_INPUT DATA_:
++++++++

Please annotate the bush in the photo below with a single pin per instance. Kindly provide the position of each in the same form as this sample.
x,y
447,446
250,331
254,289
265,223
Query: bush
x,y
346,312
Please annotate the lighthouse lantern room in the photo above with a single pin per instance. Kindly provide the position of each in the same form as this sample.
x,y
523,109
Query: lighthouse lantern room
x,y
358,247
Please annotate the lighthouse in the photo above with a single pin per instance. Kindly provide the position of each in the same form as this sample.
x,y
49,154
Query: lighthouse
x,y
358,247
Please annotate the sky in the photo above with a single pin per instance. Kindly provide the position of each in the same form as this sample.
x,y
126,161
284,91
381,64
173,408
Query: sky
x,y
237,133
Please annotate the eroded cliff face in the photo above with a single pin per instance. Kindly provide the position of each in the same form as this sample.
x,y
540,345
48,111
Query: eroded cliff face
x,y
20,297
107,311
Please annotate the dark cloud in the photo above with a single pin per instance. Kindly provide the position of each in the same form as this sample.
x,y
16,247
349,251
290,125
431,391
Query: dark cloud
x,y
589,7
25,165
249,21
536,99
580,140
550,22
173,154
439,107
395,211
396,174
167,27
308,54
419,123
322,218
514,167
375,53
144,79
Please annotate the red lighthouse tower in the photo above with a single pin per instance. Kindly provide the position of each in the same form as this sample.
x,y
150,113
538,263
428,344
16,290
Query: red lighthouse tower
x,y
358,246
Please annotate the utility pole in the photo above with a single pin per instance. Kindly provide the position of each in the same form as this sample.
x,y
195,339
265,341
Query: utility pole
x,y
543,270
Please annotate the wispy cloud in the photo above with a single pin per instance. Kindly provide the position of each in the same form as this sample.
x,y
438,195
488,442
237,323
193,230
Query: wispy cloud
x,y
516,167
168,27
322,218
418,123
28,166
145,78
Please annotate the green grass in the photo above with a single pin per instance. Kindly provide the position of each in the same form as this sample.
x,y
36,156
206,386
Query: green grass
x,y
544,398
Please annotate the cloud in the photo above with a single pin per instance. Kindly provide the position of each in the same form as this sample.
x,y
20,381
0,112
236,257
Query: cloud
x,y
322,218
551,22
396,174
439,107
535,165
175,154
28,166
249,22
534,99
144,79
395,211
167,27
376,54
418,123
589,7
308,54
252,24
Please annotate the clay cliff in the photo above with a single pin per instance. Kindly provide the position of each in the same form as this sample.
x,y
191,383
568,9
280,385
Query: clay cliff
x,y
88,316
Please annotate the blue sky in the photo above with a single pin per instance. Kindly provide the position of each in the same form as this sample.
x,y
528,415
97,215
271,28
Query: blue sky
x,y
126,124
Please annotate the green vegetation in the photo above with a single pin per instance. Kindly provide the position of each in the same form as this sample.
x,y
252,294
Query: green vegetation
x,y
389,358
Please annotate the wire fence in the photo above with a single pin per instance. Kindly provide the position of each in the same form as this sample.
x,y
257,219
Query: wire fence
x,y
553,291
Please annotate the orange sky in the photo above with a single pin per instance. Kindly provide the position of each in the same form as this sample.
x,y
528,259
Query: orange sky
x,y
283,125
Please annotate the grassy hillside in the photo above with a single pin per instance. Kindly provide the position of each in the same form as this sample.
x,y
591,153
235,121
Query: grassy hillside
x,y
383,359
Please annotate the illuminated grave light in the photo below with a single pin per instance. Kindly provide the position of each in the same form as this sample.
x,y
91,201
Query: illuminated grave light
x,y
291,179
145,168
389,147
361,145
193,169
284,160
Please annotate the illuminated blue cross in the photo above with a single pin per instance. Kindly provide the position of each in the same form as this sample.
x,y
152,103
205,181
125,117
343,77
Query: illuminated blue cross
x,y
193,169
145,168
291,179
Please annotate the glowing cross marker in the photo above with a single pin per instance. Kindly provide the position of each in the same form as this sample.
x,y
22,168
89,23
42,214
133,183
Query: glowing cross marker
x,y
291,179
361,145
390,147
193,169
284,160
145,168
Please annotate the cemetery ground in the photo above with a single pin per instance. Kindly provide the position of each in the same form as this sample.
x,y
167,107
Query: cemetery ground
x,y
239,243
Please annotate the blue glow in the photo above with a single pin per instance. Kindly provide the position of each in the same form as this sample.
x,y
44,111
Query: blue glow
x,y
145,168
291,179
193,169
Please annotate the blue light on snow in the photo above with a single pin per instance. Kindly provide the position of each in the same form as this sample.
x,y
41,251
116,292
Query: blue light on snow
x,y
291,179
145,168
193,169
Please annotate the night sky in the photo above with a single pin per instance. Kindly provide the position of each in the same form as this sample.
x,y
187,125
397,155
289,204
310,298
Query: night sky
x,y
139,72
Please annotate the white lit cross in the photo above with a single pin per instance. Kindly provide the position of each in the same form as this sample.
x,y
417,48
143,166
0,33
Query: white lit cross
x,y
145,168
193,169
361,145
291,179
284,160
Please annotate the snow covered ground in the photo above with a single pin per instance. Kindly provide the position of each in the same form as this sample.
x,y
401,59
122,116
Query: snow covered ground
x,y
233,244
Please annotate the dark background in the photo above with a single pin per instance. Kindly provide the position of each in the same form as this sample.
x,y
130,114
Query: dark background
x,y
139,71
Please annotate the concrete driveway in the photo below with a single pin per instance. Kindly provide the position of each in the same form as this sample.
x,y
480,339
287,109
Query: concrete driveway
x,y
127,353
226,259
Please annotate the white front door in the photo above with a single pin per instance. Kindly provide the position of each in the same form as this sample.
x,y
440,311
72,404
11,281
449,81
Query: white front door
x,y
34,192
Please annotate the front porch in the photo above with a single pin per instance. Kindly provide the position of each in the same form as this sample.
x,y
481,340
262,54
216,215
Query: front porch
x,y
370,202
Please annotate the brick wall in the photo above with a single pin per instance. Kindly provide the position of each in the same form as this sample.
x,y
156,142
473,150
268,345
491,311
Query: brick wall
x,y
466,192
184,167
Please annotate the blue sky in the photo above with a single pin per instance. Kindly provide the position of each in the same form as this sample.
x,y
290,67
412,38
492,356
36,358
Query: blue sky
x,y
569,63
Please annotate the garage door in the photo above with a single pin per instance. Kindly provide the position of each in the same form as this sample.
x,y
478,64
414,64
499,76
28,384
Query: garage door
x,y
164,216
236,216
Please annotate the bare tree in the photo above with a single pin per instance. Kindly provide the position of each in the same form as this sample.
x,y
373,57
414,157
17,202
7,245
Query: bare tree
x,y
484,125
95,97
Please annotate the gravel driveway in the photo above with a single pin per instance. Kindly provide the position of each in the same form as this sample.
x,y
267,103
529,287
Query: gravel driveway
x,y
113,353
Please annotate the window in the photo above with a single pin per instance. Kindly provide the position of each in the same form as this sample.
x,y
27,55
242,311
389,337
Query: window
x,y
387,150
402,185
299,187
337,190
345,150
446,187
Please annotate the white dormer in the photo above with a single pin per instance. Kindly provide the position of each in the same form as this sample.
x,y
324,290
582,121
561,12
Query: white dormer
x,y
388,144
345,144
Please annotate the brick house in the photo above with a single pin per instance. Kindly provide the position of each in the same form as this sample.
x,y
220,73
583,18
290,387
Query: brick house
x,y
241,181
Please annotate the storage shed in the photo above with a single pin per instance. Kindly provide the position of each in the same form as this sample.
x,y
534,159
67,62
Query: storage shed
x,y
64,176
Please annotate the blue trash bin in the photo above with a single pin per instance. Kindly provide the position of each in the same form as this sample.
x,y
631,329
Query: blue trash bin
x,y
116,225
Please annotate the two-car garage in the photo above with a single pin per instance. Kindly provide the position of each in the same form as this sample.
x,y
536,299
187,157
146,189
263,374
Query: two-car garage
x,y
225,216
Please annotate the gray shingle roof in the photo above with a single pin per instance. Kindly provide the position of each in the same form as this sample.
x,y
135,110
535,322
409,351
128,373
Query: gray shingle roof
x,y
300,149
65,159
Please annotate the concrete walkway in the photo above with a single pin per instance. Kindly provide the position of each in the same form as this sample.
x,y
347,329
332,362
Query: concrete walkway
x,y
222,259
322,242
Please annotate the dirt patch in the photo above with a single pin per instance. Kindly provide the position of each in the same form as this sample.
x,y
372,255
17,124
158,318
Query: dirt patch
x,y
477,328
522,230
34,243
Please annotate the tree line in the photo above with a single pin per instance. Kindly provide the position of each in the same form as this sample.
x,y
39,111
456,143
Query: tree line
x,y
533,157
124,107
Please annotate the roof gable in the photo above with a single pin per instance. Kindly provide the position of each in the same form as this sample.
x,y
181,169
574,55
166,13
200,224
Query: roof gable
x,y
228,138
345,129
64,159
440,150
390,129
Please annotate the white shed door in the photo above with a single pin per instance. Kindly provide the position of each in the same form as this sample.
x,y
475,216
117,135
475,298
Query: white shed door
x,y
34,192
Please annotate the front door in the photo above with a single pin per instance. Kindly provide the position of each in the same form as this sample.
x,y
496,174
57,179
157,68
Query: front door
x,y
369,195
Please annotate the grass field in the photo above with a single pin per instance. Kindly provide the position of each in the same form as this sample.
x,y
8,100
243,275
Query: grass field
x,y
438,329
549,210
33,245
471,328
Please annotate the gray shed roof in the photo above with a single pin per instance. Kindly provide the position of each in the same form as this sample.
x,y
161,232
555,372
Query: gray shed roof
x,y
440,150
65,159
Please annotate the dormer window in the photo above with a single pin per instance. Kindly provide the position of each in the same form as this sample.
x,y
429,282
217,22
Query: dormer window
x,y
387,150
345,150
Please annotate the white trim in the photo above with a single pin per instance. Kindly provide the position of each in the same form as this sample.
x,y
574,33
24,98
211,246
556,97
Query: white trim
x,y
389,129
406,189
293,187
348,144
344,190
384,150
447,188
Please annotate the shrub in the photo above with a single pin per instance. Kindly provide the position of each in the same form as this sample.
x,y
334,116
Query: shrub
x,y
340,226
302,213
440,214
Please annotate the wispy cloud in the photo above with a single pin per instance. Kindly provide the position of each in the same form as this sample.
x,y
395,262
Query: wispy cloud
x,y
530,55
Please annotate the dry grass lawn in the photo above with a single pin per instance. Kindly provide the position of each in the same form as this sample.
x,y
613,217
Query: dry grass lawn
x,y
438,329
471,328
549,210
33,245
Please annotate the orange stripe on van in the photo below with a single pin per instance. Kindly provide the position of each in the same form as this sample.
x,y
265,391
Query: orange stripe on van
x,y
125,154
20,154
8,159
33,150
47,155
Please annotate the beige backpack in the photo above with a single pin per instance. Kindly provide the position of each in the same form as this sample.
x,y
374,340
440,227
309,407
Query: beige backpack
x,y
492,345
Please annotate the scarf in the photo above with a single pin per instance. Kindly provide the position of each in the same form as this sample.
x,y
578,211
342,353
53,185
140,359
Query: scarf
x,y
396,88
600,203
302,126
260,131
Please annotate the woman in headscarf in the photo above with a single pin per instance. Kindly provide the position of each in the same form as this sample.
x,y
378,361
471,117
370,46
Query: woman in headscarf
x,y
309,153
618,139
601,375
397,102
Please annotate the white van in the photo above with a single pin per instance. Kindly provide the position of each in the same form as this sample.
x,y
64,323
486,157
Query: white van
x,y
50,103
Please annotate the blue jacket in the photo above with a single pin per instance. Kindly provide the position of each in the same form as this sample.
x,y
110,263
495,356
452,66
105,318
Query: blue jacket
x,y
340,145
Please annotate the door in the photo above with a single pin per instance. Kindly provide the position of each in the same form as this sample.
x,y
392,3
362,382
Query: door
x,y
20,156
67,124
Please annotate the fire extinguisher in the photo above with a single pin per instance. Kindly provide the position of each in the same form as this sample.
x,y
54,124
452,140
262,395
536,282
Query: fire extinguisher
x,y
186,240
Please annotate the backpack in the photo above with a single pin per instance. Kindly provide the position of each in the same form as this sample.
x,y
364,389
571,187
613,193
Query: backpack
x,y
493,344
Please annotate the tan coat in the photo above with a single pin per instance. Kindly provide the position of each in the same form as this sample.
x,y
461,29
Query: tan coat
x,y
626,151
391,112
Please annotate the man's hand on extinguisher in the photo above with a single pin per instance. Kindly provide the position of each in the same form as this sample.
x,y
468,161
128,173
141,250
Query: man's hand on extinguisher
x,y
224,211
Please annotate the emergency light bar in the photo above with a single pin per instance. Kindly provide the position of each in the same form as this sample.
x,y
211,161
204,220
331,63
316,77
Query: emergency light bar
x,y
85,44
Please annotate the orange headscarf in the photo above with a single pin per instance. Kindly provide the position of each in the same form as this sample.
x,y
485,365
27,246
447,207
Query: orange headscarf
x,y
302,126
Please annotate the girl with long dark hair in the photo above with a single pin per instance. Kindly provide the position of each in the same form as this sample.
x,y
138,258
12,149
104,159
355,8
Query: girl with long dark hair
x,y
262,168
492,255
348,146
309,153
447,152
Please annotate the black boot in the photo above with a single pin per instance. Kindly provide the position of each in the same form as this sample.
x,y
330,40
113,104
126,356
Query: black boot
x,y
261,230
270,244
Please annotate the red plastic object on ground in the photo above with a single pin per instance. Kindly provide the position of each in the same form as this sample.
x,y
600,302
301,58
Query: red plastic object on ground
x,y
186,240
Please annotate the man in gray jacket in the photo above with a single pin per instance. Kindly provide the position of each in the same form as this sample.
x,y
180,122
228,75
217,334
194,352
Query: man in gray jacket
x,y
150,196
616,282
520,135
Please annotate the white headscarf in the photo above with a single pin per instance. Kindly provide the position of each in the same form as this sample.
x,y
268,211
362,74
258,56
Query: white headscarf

++++++++

_PROMPT_: For every line of the material that holds the word "below", make a copy.

_FINISHED EXERCISE_:
Please annotate the bush in the photo below with a single pin per instance. Kindly provide the position of each in the same form as this sample.
Please annotate the illuminated grave light in the photo below with a single pin per instance. Kindly provide the position of each in the same form as this sample.
Please annotate the concrete driveway in the photo below with a single pin per instance. Kindly provide the position of each in the same form as this sample.
Please annotate the orange stripe on van in the photo below with a single pin per instance. Kindly provide the position of each in the same form as this sample.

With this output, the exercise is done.